··· Records shown ···

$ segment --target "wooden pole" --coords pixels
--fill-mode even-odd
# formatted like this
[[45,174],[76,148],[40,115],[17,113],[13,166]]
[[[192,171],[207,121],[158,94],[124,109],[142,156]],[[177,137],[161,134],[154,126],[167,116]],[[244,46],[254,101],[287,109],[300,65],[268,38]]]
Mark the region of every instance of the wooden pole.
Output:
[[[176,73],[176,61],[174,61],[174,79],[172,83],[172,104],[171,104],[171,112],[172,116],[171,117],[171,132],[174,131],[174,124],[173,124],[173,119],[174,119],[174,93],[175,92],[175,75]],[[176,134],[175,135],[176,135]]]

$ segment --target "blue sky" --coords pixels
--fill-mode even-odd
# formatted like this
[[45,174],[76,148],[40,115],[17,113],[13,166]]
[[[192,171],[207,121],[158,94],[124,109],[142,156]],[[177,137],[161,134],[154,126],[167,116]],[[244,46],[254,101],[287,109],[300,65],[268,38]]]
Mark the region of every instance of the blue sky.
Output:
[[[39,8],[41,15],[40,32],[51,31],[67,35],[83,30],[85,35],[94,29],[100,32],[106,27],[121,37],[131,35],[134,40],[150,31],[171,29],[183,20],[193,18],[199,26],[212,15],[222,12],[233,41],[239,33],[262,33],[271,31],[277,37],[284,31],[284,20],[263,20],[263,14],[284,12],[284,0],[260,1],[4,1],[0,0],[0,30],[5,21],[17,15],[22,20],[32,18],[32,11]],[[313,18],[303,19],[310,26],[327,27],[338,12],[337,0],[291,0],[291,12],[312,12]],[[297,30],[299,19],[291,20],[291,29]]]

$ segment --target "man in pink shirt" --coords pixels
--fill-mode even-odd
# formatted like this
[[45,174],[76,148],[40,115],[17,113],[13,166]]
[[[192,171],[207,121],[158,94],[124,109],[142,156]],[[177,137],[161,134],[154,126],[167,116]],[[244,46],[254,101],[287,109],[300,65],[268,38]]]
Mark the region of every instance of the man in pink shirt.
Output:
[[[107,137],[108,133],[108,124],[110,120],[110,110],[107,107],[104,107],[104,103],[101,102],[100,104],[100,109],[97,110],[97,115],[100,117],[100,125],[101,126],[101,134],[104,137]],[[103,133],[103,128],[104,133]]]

···

- Aim of the exercise -
Which lines of the data contain the string "segment"? Return each of them in full.

- Reply to the task -
$ segment --target "wooden pole" --coords pixels
$ segment --target "blue sky" --coords pixels
$ segment --target "man in pink shirt" --coords pixels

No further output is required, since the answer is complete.